SOURCE EXCERPT:
▼

Figure 3.(a) One subimage of one subimage burst of 100 × 2562 pixels before reconstruction. (b) The parallel reconstruction subimage using speckle masking based on OpenMP.
Table 1 shows the execution time comparison of one subimage reconstruction between various modules with single thread serial implementation and 10 threads parallel implementation. As shown in the table, the runtime of reconstructing one entire subimage in parallel reduces to around 2.7 seconds, outperforming the single thread serial implementation by a factor of about 2.5. The most time-consuming module – average bispectrum computation, including 5D bispectrum computation, average 5D bispectrum computation, and average 4D bispectrum computation, shows a great speed increase by a factor of about 4.6. The processing speed of the other two modules is about 8-10 times faster than that of single thread serial implementation. From the comparison results above, we can see that the processing speed of solar subimage reconstruction together with several reconstruction steps is promoted significantly.
Table 1Time performance measurements for one subimage burst of 100 × 2562 pixels between various modules with serial implementation and parallel implementation.

▲

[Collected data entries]
▼

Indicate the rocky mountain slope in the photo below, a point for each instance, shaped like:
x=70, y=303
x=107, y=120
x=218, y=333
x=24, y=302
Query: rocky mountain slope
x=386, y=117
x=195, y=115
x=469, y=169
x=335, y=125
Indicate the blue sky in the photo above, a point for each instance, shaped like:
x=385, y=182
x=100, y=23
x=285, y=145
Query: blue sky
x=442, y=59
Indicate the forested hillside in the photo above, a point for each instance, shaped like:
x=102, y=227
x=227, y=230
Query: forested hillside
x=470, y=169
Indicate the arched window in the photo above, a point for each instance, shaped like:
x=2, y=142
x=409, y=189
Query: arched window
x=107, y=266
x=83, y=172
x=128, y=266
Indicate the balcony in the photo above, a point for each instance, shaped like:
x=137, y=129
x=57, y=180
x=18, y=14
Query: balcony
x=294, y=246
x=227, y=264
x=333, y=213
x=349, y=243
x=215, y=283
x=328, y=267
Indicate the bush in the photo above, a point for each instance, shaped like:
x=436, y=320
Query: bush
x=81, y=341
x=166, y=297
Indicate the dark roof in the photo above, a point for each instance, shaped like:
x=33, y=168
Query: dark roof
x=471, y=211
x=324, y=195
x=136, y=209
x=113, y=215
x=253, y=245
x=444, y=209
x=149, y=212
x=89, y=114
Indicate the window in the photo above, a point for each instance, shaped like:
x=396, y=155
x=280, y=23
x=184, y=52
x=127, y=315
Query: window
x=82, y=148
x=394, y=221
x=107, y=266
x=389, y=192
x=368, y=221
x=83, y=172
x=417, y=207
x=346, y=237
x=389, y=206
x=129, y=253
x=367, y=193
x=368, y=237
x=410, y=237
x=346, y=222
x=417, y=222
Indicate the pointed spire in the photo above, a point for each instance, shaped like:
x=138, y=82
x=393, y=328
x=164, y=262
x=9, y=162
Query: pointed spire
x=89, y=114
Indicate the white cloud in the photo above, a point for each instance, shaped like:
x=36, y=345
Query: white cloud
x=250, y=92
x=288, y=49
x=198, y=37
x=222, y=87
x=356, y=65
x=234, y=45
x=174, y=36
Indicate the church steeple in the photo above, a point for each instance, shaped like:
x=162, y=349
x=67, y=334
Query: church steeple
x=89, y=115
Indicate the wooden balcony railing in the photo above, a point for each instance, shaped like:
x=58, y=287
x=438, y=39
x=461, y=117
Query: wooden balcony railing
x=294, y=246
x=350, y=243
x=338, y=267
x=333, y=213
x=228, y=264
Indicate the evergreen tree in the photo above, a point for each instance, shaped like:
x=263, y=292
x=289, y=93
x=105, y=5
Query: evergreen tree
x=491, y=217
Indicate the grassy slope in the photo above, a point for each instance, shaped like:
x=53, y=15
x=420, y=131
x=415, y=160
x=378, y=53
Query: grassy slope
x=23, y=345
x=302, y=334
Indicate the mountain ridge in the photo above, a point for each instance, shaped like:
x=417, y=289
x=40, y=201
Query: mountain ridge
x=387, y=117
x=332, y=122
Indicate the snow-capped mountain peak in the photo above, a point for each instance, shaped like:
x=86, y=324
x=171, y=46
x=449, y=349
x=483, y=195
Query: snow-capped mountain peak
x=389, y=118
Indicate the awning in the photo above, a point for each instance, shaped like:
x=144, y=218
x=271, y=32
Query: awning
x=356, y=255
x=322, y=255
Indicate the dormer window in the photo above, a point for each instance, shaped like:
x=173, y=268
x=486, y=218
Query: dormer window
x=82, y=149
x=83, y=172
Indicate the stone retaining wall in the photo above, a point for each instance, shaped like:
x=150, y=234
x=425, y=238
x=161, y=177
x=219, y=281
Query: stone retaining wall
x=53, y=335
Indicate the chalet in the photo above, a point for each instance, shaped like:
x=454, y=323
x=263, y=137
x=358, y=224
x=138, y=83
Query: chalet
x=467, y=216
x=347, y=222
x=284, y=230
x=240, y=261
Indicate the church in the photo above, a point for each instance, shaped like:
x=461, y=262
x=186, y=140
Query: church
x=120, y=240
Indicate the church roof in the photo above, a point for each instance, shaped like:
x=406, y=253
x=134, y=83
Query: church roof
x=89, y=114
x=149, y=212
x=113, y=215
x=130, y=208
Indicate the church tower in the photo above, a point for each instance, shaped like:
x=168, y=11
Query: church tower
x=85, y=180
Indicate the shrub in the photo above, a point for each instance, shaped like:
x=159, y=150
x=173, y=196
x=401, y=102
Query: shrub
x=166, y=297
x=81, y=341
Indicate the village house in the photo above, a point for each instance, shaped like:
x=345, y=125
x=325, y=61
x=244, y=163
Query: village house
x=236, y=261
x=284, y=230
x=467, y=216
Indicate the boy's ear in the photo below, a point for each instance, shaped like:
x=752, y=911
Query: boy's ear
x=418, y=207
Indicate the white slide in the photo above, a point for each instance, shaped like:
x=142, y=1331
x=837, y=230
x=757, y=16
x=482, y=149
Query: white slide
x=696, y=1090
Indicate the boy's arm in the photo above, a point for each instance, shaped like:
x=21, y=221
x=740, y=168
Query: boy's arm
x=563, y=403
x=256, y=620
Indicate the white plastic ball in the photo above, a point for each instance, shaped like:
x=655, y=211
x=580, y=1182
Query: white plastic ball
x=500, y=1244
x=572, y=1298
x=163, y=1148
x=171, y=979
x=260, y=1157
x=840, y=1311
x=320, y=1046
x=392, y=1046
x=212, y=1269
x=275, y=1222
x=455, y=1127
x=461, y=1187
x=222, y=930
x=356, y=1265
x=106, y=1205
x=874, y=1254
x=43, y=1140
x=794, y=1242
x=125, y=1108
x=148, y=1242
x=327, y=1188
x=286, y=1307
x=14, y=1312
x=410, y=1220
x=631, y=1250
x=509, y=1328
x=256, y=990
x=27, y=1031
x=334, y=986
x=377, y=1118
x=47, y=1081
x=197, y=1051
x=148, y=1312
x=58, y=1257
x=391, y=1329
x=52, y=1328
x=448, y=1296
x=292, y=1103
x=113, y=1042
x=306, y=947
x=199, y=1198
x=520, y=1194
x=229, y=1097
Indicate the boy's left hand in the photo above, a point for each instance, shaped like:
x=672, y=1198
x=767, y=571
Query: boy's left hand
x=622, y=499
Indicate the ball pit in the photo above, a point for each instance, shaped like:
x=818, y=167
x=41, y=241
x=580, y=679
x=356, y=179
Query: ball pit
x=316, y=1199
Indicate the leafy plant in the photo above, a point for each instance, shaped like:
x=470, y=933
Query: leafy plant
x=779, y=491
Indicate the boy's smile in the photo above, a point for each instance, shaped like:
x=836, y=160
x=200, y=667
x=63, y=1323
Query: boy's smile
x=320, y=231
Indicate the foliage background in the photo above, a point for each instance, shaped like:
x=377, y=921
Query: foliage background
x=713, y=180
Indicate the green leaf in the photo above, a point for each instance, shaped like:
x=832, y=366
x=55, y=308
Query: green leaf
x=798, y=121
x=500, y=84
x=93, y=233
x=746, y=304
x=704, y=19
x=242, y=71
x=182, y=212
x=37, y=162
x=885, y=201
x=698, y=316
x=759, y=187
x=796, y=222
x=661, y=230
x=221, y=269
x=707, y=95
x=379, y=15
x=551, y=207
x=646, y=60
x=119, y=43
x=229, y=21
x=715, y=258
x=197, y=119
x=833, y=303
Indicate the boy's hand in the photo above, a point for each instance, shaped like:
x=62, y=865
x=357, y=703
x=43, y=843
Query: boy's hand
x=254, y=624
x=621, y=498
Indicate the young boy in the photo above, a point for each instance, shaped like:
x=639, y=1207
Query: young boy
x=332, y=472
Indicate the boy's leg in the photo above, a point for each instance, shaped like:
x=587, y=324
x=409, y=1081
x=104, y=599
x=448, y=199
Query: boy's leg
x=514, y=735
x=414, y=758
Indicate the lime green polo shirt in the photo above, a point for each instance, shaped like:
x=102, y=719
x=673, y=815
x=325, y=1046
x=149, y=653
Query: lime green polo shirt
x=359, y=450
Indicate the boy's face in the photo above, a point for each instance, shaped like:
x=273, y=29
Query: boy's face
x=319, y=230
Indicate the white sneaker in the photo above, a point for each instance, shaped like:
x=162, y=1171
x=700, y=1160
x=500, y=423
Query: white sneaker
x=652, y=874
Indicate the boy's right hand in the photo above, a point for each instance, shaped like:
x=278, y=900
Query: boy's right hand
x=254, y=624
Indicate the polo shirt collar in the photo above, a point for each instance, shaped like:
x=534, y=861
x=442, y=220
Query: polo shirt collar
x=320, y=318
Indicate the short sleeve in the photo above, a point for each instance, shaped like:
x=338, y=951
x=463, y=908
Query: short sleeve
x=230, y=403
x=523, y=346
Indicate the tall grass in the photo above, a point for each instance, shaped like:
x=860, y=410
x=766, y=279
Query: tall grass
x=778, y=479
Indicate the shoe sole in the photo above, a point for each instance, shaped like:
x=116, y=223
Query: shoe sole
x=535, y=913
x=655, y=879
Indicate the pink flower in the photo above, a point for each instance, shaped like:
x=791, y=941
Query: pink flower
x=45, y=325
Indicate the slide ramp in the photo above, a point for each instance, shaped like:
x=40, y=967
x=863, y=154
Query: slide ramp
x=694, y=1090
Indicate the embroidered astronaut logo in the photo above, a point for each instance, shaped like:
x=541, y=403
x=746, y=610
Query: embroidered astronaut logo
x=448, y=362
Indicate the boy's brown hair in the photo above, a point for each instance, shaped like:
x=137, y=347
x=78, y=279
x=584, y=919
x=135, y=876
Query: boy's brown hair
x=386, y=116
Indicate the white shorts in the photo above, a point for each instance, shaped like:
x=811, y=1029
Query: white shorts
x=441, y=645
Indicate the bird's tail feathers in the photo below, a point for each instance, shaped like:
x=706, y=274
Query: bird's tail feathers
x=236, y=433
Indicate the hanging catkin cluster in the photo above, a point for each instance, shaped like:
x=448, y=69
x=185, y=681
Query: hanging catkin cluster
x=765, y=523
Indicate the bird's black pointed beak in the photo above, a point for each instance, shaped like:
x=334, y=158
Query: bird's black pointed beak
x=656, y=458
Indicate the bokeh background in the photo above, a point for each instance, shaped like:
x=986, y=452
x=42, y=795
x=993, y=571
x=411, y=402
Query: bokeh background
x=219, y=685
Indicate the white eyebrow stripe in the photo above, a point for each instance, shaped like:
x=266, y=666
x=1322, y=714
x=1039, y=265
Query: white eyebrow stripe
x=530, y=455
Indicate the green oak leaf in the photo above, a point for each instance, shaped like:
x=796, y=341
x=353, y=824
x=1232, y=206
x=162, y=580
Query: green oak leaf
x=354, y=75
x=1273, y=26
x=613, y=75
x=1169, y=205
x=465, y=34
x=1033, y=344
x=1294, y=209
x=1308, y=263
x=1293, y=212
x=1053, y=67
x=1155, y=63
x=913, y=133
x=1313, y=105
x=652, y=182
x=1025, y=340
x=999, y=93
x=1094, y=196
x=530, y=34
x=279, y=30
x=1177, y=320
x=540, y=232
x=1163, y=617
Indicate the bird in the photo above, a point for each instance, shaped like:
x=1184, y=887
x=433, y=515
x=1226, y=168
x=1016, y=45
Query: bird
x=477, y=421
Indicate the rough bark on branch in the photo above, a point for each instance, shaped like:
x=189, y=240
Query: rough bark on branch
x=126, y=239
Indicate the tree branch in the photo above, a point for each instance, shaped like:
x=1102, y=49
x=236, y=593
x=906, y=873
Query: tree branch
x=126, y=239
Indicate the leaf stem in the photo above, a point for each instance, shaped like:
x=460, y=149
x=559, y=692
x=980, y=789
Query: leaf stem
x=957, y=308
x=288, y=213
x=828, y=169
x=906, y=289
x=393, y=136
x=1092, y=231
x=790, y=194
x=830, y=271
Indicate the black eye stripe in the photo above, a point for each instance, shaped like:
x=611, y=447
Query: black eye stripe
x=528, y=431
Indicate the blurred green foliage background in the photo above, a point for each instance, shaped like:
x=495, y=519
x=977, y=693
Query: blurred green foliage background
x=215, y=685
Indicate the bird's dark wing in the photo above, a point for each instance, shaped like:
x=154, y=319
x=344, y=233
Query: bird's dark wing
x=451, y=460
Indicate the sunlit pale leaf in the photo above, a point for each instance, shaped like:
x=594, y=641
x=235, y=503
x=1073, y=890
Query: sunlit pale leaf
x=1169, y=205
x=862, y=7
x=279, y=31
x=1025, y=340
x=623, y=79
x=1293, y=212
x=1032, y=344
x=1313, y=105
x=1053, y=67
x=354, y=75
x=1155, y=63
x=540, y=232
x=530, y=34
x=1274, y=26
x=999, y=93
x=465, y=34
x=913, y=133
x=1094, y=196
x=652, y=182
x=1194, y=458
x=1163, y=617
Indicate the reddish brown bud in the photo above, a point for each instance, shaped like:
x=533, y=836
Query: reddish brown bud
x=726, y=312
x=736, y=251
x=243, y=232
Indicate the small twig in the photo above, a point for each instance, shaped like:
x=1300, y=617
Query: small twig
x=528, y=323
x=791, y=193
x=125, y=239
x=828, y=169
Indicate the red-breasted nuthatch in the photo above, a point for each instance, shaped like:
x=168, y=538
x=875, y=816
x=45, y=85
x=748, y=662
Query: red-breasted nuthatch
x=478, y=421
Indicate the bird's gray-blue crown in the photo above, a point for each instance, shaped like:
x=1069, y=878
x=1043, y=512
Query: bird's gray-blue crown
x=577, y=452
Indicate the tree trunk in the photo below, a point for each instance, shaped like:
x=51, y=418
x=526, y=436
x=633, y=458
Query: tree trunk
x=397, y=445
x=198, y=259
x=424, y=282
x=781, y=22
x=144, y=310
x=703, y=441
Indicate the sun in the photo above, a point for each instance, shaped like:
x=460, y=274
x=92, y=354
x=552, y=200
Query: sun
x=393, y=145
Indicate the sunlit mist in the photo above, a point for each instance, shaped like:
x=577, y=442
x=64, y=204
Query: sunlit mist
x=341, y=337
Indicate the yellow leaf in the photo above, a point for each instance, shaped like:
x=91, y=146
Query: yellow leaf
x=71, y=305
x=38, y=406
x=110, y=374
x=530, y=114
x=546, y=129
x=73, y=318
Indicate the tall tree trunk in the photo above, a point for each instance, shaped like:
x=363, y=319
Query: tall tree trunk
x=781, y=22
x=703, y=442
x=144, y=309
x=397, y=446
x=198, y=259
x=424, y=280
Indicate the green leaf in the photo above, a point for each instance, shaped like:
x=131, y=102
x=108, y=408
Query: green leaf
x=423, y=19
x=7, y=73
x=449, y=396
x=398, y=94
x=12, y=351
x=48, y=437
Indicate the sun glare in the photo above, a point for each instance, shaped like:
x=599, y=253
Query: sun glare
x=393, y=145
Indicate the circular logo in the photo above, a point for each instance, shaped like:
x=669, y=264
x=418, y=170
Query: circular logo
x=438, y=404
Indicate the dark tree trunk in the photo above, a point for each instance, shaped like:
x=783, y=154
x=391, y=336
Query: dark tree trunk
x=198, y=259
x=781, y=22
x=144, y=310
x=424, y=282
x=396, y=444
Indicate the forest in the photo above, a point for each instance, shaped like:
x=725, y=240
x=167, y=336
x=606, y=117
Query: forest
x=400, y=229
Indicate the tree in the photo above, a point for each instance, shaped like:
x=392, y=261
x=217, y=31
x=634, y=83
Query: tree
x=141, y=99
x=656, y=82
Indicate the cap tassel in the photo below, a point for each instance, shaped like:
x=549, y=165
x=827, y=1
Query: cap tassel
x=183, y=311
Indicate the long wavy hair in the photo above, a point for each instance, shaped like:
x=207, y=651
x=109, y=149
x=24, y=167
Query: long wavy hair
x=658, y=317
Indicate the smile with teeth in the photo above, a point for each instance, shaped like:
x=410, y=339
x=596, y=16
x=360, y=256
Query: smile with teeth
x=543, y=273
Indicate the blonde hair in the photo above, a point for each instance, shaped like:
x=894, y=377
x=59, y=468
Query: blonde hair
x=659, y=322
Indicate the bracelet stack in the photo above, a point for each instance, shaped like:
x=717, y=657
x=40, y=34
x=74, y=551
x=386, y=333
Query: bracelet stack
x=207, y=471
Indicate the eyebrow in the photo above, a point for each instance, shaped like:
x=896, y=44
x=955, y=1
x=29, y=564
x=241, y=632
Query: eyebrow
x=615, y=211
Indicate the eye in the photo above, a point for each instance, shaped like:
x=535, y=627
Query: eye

▲

GOALS:
1. Answer these questions using the solar image reconstruction excerpt:
(a) Figure 3(b) shows a parallel reconstruction subimage made with what technique based on OpenMP?
(b) How many threads does the parallel implementation use?
(c) By about what factor does the average bispectrum computation module speed up?
2. Write the next part of the text on parallel solar subimage reconstruction, picking up after its final sentence.

RESPONSES:
1.
(a) Speckle masking.
(b) 10 threads.
(c) About 4.6.

2.
Figure 4 shows the execution time and relative speedup ratio of one solar subimage reconstruction for the number of threads ranging from 1 to 16. A clear advantage is seen for increasing number of threads. As shown in Figure 4, as the number of threads increases, the execution time reduces and the relative speedup ratio increases. However, there is a saturation at a minimum of around 2.7 seconds in Figure 4a (at a maximum of around 5 in Figure 4b) when the number of threads exceeds 10. The probable reason is that there are some serial programs in the parallel implementation, and some overhead associated with the startup, revocation, and synchronization of multi-threads. Therefore, for accelerating one subimage reconstruction in the OpenMP model, 10 threads on each processor may prove to be an optimal choice.
Figure 4.The execution time (Figure 4a) and relative speedup ratio (Figure 4b) of one solar subimage reconstruction versus the number of employed threads on each processor.
4. CONCLUSIONS
In this study, we design and implement a novel parallel method for speckle masking reconstruction of solar subimage on a shared memory machine using the OpenMP. Real tests are performed to verify the correctness of our codes. The details of several parallel reconstruction steps are presented. The multi-threads parallel implementation between various modules shows significant speed increase as compared to single thread serial implementation, and a speedup of about 2.5 is achieved in one subimage reconstruction. In addition, the timing result for reconstructing one subimage with 256×256 pixels in parallel has shown a clear advantage with greater number of threads. The parallel computing results are reliable, and can provide the foundation for reconstructing an entire solar image in real-time.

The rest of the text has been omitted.